YOUR INSTRUCTIONS »
Recast the records, from their start through the line containing "x=191 y=241", as a two-column CSV with the columns text and answer. Give one row per line of prose, pairing it with the coordinate lines that follow it, put each field in quotation marks with line breaks turned into spaces, and leave the pictures out.

EXERCISE DATA »

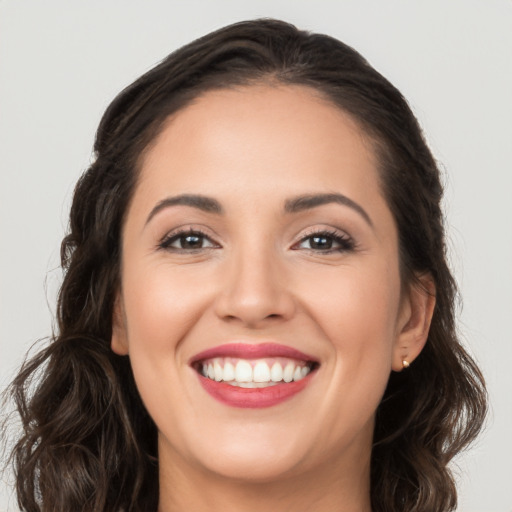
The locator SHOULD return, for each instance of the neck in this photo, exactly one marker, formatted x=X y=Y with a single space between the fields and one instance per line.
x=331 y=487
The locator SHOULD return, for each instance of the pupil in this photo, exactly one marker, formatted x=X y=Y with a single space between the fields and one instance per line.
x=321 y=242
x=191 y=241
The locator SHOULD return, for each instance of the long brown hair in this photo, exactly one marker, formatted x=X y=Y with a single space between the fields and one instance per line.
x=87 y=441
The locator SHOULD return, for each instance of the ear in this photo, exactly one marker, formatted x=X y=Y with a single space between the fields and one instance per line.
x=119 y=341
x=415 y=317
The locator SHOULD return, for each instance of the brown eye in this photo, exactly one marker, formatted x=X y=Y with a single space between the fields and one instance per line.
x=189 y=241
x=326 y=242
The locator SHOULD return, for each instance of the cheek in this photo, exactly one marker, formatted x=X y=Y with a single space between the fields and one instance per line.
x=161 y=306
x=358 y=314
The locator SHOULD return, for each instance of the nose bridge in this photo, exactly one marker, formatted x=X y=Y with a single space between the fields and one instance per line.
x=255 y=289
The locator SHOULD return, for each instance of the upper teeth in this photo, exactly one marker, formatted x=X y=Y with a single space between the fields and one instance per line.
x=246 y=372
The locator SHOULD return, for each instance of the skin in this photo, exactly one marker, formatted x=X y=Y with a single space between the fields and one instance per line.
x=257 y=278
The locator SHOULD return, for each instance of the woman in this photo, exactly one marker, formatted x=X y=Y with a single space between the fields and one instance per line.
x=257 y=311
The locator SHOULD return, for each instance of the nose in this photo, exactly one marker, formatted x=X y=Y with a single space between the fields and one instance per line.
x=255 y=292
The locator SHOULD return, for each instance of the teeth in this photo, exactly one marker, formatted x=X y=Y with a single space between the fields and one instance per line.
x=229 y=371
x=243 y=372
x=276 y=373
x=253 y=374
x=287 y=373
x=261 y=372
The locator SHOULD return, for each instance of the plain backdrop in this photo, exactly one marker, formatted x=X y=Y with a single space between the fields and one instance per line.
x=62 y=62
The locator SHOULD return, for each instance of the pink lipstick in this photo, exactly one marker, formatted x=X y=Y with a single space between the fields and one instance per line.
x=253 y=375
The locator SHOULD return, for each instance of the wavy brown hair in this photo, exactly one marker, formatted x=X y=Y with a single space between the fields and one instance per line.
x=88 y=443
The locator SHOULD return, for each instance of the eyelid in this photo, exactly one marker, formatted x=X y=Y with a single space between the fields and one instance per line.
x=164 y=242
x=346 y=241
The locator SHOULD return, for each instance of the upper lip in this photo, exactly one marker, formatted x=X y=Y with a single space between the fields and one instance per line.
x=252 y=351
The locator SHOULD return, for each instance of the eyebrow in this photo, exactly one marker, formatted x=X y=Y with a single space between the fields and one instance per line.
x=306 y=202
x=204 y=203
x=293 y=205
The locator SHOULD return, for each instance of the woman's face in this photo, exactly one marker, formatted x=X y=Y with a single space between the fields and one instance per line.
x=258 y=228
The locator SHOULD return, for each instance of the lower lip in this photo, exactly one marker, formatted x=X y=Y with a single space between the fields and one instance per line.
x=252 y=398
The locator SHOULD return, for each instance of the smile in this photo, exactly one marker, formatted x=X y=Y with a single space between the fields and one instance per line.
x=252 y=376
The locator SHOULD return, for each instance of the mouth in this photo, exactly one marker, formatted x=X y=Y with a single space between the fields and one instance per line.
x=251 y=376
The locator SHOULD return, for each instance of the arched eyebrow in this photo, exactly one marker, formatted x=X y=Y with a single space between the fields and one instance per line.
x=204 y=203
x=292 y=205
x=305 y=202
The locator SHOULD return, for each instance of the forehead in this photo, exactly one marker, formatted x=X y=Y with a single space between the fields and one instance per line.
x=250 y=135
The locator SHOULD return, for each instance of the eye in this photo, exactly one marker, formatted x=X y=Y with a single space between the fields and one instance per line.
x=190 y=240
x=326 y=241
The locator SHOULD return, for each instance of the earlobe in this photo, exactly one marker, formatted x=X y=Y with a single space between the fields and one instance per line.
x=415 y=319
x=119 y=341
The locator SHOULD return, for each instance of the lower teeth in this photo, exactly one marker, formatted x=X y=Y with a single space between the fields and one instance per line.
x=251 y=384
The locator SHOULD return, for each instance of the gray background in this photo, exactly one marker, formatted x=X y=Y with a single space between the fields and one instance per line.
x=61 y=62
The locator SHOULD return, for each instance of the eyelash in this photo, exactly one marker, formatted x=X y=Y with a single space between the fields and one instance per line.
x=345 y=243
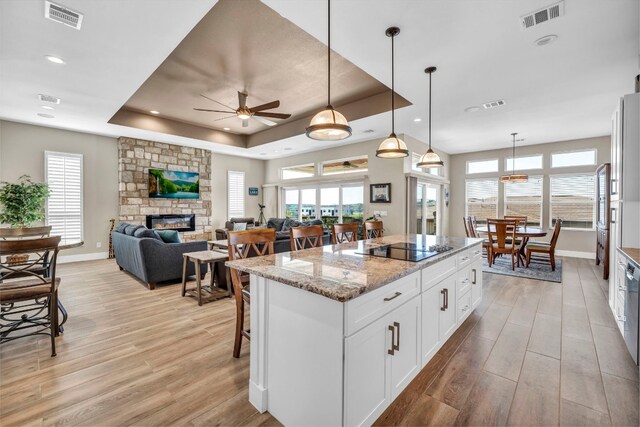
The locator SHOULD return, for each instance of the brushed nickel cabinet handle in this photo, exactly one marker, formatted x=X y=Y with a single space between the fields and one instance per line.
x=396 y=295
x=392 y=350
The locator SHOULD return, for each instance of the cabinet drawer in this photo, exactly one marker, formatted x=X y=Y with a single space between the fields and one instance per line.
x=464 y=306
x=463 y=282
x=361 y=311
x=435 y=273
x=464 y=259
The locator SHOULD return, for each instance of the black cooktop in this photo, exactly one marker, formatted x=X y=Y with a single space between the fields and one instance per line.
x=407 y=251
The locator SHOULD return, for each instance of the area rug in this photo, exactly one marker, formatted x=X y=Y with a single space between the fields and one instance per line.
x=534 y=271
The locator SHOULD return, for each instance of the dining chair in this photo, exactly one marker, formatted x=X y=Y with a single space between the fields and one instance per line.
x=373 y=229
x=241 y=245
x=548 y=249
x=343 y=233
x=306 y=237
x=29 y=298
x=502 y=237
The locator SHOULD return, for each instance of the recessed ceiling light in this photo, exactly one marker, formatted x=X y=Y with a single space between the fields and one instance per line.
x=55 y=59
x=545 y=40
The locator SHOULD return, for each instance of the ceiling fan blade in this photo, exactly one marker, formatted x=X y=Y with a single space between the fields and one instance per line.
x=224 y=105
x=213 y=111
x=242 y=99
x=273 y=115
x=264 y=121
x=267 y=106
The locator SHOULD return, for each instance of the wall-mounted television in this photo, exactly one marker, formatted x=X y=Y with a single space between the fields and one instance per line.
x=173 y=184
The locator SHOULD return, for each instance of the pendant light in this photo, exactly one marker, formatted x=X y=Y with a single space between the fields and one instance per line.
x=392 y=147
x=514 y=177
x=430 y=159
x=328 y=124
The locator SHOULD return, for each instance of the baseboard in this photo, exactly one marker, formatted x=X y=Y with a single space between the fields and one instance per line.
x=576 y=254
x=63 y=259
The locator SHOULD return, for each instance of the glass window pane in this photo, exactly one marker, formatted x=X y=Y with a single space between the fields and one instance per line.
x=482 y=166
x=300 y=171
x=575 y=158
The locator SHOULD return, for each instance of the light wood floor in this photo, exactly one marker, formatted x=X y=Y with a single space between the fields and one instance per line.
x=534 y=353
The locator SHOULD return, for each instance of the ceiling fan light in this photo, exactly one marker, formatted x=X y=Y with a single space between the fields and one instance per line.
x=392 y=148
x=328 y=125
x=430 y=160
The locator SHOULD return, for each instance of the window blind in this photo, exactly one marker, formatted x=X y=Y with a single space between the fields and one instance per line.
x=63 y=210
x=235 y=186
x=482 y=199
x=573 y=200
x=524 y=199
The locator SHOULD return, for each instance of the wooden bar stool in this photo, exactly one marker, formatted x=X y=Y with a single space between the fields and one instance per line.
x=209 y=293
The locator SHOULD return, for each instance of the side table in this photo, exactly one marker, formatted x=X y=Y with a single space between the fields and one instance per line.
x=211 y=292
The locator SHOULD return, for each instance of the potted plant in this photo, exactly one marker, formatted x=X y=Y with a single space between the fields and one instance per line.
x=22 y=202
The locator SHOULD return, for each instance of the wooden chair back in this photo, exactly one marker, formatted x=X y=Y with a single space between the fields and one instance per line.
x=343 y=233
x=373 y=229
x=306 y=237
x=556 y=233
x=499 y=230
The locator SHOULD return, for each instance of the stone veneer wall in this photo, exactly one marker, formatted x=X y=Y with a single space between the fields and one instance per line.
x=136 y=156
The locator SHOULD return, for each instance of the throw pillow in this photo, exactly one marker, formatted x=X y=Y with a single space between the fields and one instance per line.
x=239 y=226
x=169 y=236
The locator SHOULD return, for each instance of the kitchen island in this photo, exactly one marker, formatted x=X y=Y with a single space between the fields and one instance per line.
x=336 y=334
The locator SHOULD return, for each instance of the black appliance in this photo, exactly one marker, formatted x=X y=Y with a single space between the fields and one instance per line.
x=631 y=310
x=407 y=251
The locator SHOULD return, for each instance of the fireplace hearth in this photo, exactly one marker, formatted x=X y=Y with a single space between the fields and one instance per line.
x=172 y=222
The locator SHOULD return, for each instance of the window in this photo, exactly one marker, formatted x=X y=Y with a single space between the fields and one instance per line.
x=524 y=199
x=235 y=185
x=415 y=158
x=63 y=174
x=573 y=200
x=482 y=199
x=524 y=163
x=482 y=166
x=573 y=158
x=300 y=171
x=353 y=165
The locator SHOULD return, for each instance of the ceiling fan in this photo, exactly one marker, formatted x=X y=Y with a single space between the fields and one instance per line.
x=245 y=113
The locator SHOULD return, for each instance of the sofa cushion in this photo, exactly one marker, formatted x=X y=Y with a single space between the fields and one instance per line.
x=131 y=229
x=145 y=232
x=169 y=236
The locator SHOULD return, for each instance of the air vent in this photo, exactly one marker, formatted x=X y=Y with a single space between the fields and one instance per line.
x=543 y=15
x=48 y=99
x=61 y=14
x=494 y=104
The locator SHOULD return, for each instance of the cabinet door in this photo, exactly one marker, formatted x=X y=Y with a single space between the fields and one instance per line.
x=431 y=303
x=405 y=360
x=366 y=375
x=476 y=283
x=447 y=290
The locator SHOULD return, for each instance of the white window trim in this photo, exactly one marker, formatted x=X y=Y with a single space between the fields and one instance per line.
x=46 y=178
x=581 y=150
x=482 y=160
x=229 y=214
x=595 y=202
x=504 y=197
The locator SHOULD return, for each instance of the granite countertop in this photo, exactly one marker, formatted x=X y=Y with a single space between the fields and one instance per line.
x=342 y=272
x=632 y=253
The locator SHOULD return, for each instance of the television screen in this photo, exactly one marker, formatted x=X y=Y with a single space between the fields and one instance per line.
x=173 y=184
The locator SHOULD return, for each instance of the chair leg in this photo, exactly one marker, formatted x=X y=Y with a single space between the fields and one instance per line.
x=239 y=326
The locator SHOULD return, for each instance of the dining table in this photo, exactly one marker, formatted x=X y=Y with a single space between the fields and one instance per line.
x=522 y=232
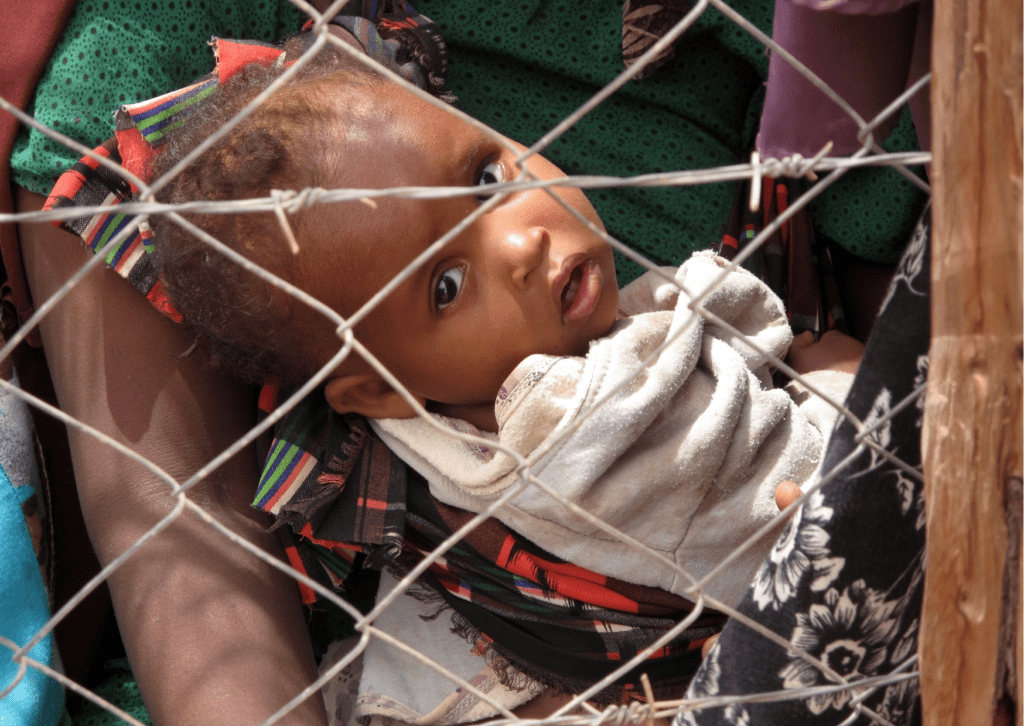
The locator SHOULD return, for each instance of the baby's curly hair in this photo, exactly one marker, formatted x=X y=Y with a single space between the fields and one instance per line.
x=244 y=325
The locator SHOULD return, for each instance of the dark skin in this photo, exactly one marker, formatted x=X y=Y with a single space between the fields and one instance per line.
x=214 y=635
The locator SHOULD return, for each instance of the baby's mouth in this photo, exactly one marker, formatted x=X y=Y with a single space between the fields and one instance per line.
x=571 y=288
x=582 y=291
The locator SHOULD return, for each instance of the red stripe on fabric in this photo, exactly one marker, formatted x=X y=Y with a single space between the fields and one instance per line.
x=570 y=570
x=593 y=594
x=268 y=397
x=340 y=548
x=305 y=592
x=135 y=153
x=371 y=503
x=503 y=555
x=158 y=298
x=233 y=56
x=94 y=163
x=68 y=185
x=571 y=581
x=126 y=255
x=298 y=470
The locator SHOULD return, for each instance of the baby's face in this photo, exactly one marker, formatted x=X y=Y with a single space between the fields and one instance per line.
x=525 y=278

SOLVED PROBLEM »
text,answer
"The locator SHOULD return, for each instance of the neck in this photo, exactly one marker, formatted x=X y=Y with a single space between the fields and one instance per line.","x=331 y=487"
"The locator SHOULD return, for each instance of the pupil in this photo, exactly one marker, formatted x=X y=Y with a single space between the fields and one instance per line.","x=321 y=242 x=191 y=241"